§ The exercise
Please copy out the material below, switching every "photo" to "image" and leaving everything else unchanged. Leave the pictures out.

§ Extracted entries
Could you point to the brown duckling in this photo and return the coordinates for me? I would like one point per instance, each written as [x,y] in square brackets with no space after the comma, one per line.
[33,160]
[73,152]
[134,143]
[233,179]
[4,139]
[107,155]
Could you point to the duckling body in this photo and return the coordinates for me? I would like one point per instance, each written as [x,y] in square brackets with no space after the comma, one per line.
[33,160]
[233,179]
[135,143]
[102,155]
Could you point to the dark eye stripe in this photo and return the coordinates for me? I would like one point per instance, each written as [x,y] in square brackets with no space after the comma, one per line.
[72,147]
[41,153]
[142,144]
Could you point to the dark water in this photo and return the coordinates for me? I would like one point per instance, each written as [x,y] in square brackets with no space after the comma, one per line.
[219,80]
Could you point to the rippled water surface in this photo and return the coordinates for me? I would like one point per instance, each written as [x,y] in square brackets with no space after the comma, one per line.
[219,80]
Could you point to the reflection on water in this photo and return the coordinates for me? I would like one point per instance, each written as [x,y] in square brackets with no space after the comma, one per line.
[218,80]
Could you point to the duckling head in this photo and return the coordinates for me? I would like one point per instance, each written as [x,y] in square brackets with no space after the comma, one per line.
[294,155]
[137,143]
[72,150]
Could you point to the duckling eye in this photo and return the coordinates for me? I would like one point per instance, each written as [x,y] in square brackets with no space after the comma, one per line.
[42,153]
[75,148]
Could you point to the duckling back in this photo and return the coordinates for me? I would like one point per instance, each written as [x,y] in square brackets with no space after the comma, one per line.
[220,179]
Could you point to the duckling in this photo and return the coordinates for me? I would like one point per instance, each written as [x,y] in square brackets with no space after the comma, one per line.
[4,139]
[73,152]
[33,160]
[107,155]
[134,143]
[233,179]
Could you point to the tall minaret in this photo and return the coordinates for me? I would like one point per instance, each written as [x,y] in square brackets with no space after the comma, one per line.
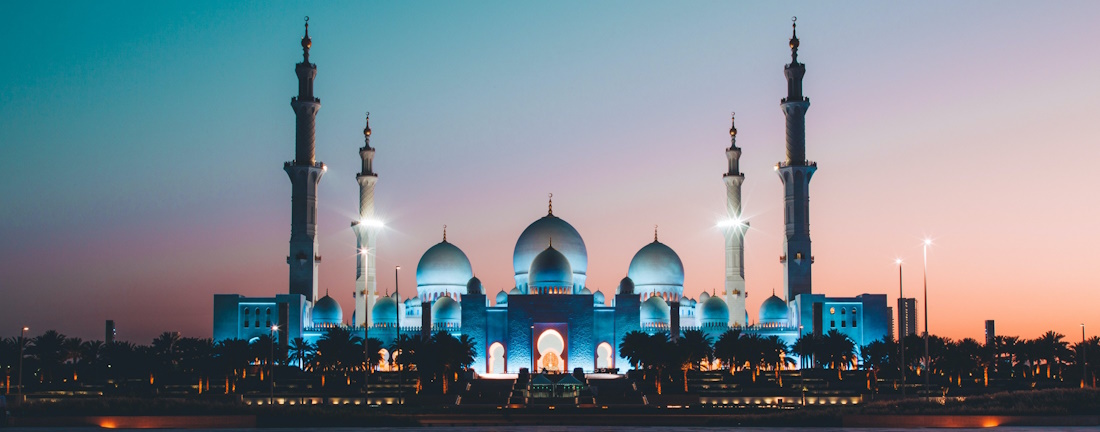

§ Solution
Could you point to the brown duckling in this image and return the coordinates for me? I would like one point per instance, each written as [x,y] in square brackets with no space after the comma, one per line.
[33,160]
[73,152]
[134,143]
[233,179]
[4,139]
[107,155]
Could you point to the duckling body in this image and return the coordinates for me? I would like one point per instance, each written as [x,y] in square brackets with no space after the comma, one per line.
[33,160]
[233,179]
[135,143]
[102,155]
Could you point to the dark eye stripe in this image and return the coordinates for me? I would like one point per instance, each written as [x,y] in square brackets with no space after the comma, one per line.
[72,147]
[41,153]
[142,144]
Could you point to the dark water in this image and return the coordinates for me? I would like one point per instance, each written as [x,y] in square brackets with no space after the comma, one per line.
[219,80]
Could you point to the rippled water surface in this image and return the coordinates for me? I would like one point per instance, each written as [x,y] in square brackets with no space after the comma, one per line.
[219,80]
Could you point to the reflection on water in this image and return the coordinates for me? I would like one point per instance, each written as [x,y] in square brackets with no space after the comma, one per line.
[218,80]
Could you point to the duckling head in this image and return the coordinates for me? I would like one point per instance, each written as [x,y] in square brackets with no space after the comma, one per line.
[294,155]
[137,143]
[72,150]
Could you point to the duckling eye in this image and return the coordinates for me? I would like one point per instance, each written as [x,y] in square brackets with no space after the comma, one per line.
[42,153]
[75,148]
Could you point to the duckling back in this image and return the coordinates for me? I would like one point per instance, each written as [x,y] in square brackets with no space after the comma, one per line.
[220,179]
Could you point to the duckling in this image and return the coordinates for me? I would like one point per instance, each written as [x,y] in square brackets with no space after the comma, one per line.
[4,139]
[73,152]
[33,160]
[107,155]
[134,143]
[233,179]
Could you point to the tall minaret in this image and return the coordinates for me? I would like one point per instance, each written as [x,y] in square brackets with no space after the comma, one per line.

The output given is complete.